**** TEXT PROVIDED
# a Codec Issue.. i used Sherlock.exe to find out what happen..



## Tinnguyen123 (Apr 7, 2007)

I downloaded Sherlock - the codec dectective to find out why my comp cant play avi and so on and it has this in red

The Driver File for this codec was not found.
This probably mean the codec was not uninstall properly.

and theses are the bad files

"MainConcept (Adobe2) H.264/AVC Decoder"
"MainConcept (Adobe2) H.264/AVC Video Encoder"
"MainConcept (Adobe2) MPEG Video Encoder"

also there is also a Audio Codecs problem

"MainConcept (Adobe2) AAC Decoder"
"MainConcept (Adobe2) MPEG Audeo Encoder"

does ANYONE have a clue what i should do...?? download.. etc...

* 1 week ago

Additional Details

1 week ago
i do have Media Player Classic with the Codec Pack... i believed i downloaded soemthing from that codec pack and it isnt made for my Driver... :-/


i posted that on google.. and i got no result.. i hope anyone here can help me...

i try installing DIVX. K-lite codec pack.. reinstall it and install it..


----------



## sup2a (Oct 9, 2007)

ok first up K-lite causes many problems, try VideoInspector, it should tell you which codec you are missing and install it for you, see what happens from there


----------



## Tinnguyen123 (Apr 7, 2007)

ok.. i just discovered a new problem... i uninstall my $$$300 buck adobe program... and my video work... ... for about 3 mins... 

everytime i reinstall my codec with any kinda codec packet it work, but after a few minutes it doesn't show anything again... and everytime i fix it the problem is about a "broken codec"..

so.. i think the problem is my codec keep breaking..? >.^




btw... videos using flash player 9.0 work.. like videos on youtubes.. but ONLY streaming videos


----------



## sup2a (Oct 9, 2007)

have you tried videoinspector or Gspot? codec packs can do that, k-lite is especially notorious for replacing good codecs with its own bad ones... i have a feeling that may be your problem just try one of the 2 programs...or both....

do you know what file types you are trying to view?


----------



## Tinnguyen123 (Apr 7, 2007)

flv avi ogm.. basically all the video stuff.. yeh i try videoinspector nothing is working.. 

-well i cant say it doesnt work.. work a few mins then break..

no it slike this.. i can watch a whole movie then when i close it.. and try to rewatch it.. its a blank screen... and to view the movie again.. i have to reinstall and restart..


----------



## sup2a (Oct 9, 2007)

well the only thing i can think of is try to download ffdshow it helped me but due to the codec breaking im not too sure, worth a try i guess


----------



## Tinnguyen123 (Apr 7, 2007)

i think i have it.. cuz everytiem i watch video there's a ffdshow thing on the taskbar..


----------



## Blackmirror (Dec 5, 2006)

Can you play them using this player

http://www.videolan.org/vlc/


----------



## sup2a (Oct 9, 2007)

VLC is a great player, plays videos even if the codec is a little off, also Windows Movie Maker does the same suprisingly


----------



## Tinnguyen123 (Apr 7, 2007)
********
**** ROWS
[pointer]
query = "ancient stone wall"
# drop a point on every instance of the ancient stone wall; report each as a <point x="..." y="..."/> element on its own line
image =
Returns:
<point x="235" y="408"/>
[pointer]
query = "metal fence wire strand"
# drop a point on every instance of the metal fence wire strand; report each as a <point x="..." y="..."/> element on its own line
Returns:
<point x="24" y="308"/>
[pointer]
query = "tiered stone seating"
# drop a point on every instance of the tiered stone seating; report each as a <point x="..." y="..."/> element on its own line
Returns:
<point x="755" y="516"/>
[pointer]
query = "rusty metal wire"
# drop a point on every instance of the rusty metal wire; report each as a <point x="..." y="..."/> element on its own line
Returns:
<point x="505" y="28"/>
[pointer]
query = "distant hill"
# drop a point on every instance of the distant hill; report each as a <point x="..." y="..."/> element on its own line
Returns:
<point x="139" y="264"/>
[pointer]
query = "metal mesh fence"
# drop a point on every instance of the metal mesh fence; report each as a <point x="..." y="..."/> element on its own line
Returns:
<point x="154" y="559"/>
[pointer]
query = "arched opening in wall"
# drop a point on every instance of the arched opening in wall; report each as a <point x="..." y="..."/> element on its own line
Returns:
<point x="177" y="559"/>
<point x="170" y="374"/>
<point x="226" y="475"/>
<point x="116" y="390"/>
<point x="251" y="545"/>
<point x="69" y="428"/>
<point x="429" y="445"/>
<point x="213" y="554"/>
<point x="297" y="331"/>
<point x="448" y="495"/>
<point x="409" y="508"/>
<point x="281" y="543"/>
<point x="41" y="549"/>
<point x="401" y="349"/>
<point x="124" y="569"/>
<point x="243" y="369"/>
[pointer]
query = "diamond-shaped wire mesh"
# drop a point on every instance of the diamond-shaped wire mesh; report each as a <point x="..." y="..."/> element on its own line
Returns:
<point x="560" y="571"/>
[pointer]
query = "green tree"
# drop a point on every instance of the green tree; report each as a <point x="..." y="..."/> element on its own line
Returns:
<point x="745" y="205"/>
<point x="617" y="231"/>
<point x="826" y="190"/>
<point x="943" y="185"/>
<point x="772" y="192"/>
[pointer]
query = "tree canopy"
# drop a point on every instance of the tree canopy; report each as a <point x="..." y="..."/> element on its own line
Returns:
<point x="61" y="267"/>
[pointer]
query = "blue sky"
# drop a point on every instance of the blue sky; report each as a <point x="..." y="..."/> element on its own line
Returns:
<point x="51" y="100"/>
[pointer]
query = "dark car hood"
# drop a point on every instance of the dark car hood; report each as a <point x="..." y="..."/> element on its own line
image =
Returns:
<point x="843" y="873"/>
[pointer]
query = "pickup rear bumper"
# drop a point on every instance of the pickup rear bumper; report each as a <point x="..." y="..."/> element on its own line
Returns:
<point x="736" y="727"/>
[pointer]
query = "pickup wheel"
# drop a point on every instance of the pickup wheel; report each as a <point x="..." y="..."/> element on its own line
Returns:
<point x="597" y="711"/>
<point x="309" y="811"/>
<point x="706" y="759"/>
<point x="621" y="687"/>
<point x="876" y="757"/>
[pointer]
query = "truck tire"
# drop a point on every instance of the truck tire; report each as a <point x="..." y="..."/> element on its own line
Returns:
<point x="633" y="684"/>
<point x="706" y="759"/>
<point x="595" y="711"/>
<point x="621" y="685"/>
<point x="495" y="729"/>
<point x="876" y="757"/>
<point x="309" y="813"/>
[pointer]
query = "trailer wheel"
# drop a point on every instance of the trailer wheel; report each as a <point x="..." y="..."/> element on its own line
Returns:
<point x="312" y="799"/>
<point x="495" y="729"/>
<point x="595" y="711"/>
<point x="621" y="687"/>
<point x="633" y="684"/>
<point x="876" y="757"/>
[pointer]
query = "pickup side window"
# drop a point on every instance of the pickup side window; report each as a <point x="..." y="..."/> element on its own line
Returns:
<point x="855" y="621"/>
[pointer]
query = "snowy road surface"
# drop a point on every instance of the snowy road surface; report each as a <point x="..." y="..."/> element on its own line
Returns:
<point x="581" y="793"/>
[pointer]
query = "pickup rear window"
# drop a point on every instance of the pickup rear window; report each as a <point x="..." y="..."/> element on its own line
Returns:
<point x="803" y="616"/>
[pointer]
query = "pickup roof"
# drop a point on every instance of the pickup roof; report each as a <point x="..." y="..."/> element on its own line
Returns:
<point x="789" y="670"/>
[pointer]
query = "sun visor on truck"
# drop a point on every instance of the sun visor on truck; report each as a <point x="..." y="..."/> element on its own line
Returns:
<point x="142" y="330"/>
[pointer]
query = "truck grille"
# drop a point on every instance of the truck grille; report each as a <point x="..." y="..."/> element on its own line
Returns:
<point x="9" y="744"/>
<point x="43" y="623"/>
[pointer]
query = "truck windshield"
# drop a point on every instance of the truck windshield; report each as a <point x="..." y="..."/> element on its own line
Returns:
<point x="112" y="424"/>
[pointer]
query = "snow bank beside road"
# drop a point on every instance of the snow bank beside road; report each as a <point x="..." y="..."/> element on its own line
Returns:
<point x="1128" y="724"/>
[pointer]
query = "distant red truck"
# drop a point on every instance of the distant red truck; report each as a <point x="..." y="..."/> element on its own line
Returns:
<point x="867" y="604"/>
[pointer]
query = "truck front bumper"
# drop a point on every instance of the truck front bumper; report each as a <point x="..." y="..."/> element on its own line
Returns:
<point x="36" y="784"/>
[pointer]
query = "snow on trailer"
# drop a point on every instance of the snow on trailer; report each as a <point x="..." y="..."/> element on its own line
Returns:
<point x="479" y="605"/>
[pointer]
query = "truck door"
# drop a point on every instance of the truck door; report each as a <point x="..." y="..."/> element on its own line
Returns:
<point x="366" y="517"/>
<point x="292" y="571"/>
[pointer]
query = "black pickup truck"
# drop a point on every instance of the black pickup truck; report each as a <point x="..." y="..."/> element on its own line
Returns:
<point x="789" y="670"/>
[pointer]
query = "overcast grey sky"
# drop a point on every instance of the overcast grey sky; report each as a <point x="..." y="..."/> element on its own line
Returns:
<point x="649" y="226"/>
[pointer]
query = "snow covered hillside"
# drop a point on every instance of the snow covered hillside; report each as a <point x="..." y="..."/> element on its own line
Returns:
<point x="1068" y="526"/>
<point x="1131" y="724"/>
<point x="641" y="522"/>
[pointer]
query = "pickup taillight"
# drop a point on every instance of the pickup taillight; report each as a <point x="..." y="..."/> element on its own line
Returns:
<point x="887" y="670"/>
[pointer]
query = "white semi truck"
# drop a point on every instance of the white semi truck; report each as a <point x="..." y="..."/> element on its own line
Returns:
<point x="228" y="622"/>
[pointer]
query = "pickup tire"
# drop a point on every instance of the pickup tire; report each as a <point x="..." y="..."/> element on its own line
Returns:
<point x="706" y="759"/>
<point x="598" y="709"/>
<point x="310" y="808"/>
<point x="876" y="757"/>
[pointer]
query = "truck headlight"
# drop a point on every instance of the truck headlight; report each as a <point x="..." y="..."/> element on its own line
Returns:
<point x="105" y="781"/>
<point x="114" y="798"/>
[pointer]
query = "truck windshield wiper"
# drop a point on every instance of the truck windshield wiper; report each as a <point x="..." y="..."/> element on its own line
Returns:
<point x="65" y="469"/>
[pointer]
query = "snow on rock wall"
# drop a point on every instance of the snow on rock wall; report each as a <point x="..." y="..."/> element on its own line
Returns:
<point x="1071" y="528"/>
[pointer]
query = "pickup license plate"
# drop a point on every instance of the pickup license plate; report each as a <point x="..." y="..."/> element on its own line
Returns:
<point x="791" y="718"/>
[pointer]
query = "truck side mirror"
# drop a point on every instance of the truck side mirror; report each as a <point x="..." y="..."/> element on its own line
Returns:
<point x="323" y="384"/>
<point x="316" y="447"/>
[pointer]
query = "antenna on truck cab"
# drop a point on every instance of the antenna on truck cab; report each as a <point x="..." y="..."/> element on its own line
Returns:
********
> _WORK REQUIRED_
Please print the codec thread word for word, from "and theses are" up to and including "do...?? download.. etc...". These records were drawn from a separate source.

> _WRITTEN ANSWER_
and theses are the bad files

"MainConcept (Adobe2) H.264/AVC Decoder"
"MainConcept (Adobe2) H.264/AVC Video Encoder"
"MainConcept (Adobe2) MPEG Video Encoder"

also there is also a Audio Codecs problem

"MainConcept (Adobe2) AAC Decoder"
"MainConcept (Adobe2) MPEG Audeo Encoder"

does ANYONE have a clue what i should do...?? download.. etc...